What needs to be done: A word-for-word copy of the whole listing is the required answer.

Record extracts:
****************

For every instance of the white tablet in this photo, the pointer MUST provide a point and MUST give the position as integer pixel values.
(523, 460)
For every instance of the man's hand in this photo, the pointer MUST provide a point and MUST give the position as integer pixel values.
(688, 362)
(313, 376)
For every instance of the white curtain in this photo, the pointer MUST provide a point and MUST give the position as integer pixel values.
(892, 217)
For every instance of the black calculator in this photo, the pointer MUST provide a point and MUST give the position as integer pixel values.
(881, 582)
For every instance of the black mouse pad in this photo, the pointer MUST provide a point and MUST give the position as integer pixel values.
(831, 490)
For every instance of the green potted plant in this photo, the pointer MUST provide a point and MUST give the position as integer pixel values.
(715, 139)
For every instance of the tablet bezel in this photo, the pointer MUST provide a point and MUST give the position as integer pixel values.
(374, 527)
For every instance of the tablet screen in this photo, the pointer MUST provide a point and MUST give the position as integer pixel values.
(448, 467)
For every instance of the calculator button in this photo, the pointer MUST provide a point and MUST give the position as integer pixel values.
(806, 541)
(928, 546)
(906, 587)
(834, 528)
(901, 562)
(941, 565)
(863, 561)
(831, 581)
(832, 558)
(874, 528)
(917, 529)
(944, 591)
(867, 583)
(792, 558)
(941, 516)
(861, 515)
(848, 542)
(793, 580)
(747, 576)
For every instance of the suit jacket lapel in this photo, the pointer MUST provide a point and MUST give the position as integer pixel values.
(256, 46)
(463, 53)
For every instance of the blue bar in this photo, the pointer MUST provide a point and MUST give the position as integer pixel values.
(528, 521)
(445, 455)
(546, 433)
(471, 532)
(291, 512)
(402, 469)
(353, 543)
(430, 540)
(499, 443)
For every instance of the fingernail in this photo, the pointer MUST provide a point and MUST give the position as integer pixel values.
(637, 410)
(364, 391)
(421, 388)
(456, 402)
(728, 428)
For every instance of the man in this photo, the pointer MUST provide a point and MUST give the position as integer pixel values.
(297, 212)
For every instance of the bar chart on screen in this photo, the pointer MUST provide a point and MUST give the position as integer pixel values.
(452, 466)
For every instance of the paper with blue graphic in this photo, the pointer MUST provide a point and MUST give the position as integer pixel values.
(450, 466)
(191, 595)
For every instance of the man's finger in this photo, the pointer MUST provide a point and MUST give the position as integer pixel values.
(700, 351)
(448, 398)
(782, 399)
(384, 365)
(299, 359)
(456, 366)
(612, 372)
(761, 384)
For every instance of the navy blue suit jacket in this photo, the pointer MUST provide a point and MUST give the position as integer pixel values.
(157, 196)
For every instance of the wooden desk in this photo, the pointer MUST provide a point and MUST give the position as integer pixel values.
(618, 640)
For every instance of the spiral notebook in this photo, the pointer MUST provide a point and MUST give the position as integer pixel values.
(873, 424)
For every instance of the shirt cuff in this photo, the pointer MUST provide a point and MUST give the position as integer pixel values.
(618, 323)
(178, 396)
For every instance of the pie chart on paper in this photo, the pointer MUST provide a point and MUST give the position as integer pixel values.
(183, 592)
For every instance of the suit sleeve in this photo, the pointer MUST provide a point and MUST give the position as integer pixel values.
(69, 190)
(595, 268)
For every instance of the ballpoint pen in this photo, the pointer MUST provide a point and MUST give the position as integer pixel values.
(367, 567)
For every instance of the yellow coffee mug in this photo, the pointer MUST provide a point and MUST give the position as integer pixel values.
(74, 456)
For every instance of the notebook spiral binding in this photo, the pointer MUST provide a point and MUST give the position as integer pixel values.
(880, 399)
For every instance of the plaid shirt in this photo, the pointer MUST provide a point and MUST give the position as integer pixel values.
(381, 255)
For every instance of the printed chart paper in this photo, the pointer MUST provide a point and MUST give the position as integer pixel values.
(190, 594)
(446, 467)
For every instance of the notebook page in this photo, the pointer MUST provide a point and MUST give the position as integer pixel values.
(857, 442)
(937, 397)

****************

Finished exercise:
For every instance of the white tablet in this photo, the pointer MUST provide a point and MUST give the position as integer pixel values.
(523, 460)
For every instance of the man's hand in this photo, the pointer MUST provide a point and MUST give the position as integer pixel values.
(688, 362)
(313, 376)
For every instance of the white curtain in this photo, the pointer MUST provide a point and MUST give the position as integer pixel values.
(892, 217)
For every instance of the black calculator in this photo, the pointer MUST provide a point and MUST give the position as integer pixel values.
(881, 582)
For every instance of the black mouse pad in this photo, the pointer MUST provide a point and MUST give the position as integer pixel values.
(831, 490)
For every instance of the green potted plant in this photo, the pointer MUST provide a point and MUST give the position as integer pixel values.
(715, 139)
For every instance of the tablet bezel in this photo, the pointer MUST provide a point and MUST give the position as integer pixel values.
(374, 527)
For every instance of the tablet screen in this photo, the pointer MUST provide a point and MUST give the position as integer pixel values.
(448, 467)
For every instance of the calculator button in this photo, the pointer MUST provide a point and MUST give the position as integer pixel values.
(806, 541)
(928, 546)
(906, 587)
(834, 528)
(901, 562)
(941, 565)
(863, 561)
(831, 581)
(832, 558)
(874, 528)
(917, 529)
(944, 591)
(867, 583)
(792, 558)
(941, 516)
(861, 515)
(848, 542)
(793, 580)
(747, 576)
For every instance of the suit jacket lapel in this photo, the pointer MUST provide a point and MUST give the position as integer pixel values.
(256, 46)
(463, 53)
For every instance of the blue bar in this photo, the pointer MUST provide a point and MUST give the position as integer pixel values.
(528, 521)
(445, 455)
(546, 433)
(471, 532)
(291, 512)
(402, 469)
(353, 543)
(430, 540)
(499, 443)
For every instance of the fingernail in this photo, the pointer MUST provide a point and MUST give the position as integer pixel values.
(637, 410)
(364, 391)
(421, 388)
(456, 402)
(728, 428)
For every instance of the man in this photo, the pointer MUST provide a point and MUST give the position as integer pixel values.
(297, 212)
For every instance of the bar chart on screen in this photo, the pointer MUST provide a point and MUST give the position as integer pixel values.
(452, 466)
For every instance of the paper with blue graphic in this photo, the pointer MUST provide a point and MUST give the position as integer pixel values.
(450, 466)
(191, 595)
For every instance of the man's finger in this photo, the pointer MUST provide a point and MUST give the position as integer pixel values.
(700, 351)
(448, 398)
(782, 399)
(384, 365)
(299, 359)
(456, 366)
(612, 372)
(761, 384)
For every instance of the navy blue suit jacket in this photo, the pointer MUST provide a point and MUST give the position as integer pixel values.
(157, 196)
For every instance of the wooden desk in this photo, the pointer MUST provide a point and MUST give the position as integer pixel values.
(618, 640)
For every instance of the spiral notebook in this photo, the pointer MUST provide a point and MUST give the position as integer pixel values.
(873, 424)
For every instance of the shirt cuff in this photo, the pointer MUST provide a point and MUST give the position as integer pixel values.
(618, 323)
(178, 396)
For every instance of the pie chart on paper in this photo, the pointer MUST provide a point and MUST give the position as integer pixel values.
(183, 592)
For every instance of the suit sleeve in this photo, the pointer MUST provide a point and MUST give the position as integer pixel values.
(69, 190)
(595, 268)
For every instance of the ballpoint pen in this photo, the pointer MUST provide a point and MUST give the position as integer pixel values.
(367, 567)
For every instance of the yellow coffee mug in this photo, the pointer MUST provide a point and MUST give the position as integer pixel values.
(74, 456)
For every instance of the notebook spiral binding in this photo, the pointer MUST provide a point and MUST give the position as integer pixel values.
(880, 399)
For every instance of the plaid shirt in this photo, the pointer MUST provide a point and MUST give the position as integer pixel values.
(381, 255)
For every instance of the printed chart paper in this photo, the pointer MUST provide a point and MUST give the position as integer pixel values.
(190, 594)
(446, 467)
For every instance of the notebook page in this photo, the pointer MUST provide a point and MUST give the position as integer pixel values.
(857, 442)
(937, 397)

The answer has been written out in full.